:: TEXT BLOCK ::
-*-*-

Republican U.S. Sen. Ron Johnson said COVID-19 vaccine distribution should have been limited “to the vulnerable” as he appeared to call into question the premise of vaccinating the vast majority of the American population to stamp out the novel coronavirus.
“The science tells us that vaccines are 95% effective,” Johnson said during a Thursday interview with talk-show host Vicki McKenna. “So, if you have a vaccine, quite honestly, what do you care if your neighbor has one or not.”
The vaccine program is designed to help the United States achieve herd immunity to control and eradicate the virus in order to minimize hospitalizations and deaths.
In the United States, 135 million people have received at least one vaccine dose. Eighty-nine million people are fully vaccinated, according to the Centers for Disease Control and Prevention.
The vaccines are made available under emergency use authorization by the FDA.
“From my standpoint, because it’s not a fully approved vaccine, I think we probably should have limited the distribution to the vulnerable,” Johnson said in the radio interview.
Last fall, Johnson said he tested positive for COVID-19, and in December he held a hearing that gave a forum to doctors who touted alternative treatments for the coronavirus.
Johnson has not taken a COVID-19 vaccine, according to a spokesman. In a Friday interview with Asia Pacific Today, Johnson said: “I mean having the disease, I’ve always felt, was better than a vaccine because you’ve actually had the disease. You’ve developed the antibodies, you ought to have some pretty good immunity. Why would you be pushing people that have already had the disease, why would you push the vaccine on them?”
The CDC recommends people get vaccinated even if they have had the illness. Officials say it’s possible to get COVID-19 a second time, and scientists don’t know how long people remain immune after having the illness.
In a statement to the Journal Sentinel Friday, Johnson expanded on his radio remarks.
“Everyone should have the right to gather information, consult with their doctor and decide for themselves whether to get vaccinated,” he said. “I strongly supported Operation Warp Speed, and celebrated its astonishingly rapid success. Now I believe government’s role (and therefore my role) is to help ensure transparency so that people have as much information as possible to make an informed decision for themselves.”
Johnson said: “It is a legitimate question as to whether people at very low risk of suffering serious illness from COVID, particularly the young and healthy, should be encouraged to take a vaccine that is being administered under an Emergency Use Authorization — in other words, before it has been fully tested and fully approved.”

-*-*-

:: DATASET EXCERPTS ::
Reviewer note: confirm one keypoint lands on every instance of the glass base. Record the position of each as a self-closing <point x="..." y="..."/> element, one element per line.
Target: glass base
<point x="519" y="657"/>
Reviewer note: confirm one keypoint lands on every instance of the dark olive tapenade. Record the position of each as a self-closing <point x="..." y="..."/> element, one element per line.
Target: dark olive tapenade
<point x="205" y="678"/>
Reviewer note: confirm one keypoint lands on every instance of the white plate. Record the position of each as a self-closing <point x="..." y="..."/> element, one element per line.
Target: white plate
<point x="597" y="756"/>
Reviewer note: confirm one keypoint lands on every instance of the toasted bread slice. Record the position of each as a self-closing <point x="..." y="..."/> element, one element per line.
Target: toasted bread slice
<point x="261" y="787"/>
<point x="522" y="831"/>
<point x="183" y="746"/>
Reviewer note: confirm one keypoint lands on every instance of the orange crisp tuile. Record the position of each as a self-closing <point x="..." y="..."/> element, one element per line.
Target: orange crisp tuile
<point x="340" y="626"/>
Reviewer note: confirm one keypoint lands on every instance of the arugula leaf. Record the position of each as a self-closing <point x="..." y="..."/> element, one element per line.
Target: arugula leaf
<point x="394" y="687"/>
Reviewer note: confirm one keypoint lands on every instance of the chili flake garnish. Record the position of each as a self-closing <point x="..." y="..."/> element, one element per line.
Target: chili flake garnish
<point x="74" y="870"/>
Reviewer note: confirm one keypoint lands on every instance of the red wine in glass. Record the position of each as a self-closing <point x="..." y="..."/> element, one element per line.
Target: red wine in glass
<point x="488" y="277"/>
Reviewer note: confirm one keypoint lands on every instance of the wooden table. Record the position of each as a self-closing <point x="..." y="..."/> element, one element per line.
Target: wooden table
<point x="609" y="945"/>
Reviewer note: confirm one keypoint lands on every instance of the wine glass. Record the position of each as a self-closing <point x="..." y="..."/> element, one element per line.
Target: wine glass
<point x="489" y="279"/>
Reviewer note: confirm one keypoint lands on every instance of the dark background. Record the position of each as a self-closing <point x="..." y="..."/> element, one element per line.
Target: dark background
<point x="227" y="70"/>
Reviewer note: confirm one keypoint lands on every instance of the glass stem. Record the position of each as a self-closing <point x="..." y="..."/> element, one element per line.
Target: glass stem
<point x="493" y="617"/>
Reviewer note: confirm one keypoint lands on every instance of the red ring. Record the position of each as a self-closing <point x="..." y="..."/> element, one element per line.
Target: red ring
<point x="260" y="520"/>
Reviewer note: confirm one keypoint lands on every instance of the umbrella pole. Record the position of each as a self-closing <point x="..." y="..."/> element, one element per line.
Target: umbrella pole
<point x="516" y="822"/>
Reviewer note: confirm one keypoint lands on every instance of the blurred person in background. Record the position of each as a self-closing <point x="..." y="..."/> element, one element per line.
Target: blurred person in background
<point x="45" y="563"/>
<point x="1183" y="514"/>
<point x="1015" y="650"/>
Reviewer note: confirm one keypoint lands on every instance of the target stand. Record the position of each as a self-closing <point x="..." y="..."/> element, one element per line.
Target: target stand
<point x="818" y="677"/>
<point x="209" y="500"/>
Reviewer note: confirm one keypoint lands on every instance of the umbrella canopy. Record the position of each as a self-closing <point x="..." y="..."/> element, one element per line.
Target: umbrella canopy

-*-*-

:: WHAT THIS EXERCISE ASKS ::
1 - In the article on Ron Johnson's vaccine remarks, rewrite the passage that begins at the words "In the United" and stops after "by the FDA.", with "fully vaccinated" replaced by "fully immunized".
2 - According to the article on Ron Johnson's vaccine remarks, which talk-show host interviewed him on Thursday?
3 - Continue the article on Ron Johnson's vaccine remarks after its last sentence.

:: LIST OF ANSWERS ::
1 -
In the United States, 135 million people have received at least one vaccine dose. Eighty-nine million people are fully immunized, according to the Centers for Disease Control and Prevention.
The vaccines are made available under emergency use authorization by the FDA.

2 - Vicki McKenna

3 -
Johnson said he championed “Right-to-Try” legislation, allowing terminally ill patients to receive experimental drugs.
“A reasonable corollary to that is the right to choose or not to choose treatment,” he said. “I also support health privacy laws and will vigorously oppose any efforts by the government to utilize or impose vaccine passports.”
Johnson has not yet announced if he’s running for a third term next year, but his comments drew scorn from his potential Democratic rivals.
“As if holding up vaccine funding wasn’t bad enough, now Ron Johnson is literally campaigning against widespread vaccines,” state Treasurer Sarah Godlewski said. “His denial of science isn’t just irresponsible, it’s downright dangerous and Wisconsinites deserve so much better.”
Outagamie County Executive Tom Nelson said: “First, Ron Johnson said we were overreacting to COVID. Now, he says Americans shouldn’t rush to get vaccinated. Johnson’s scientifically illiterate beliefs are deadly and will only prolong the COVID crisis.”
During the Thursday interview, Johnson said he “was a big supporter of the Operation Warp Speed. I thought that was brilliant the way we squeezed every inefficiency in developing the vaccine.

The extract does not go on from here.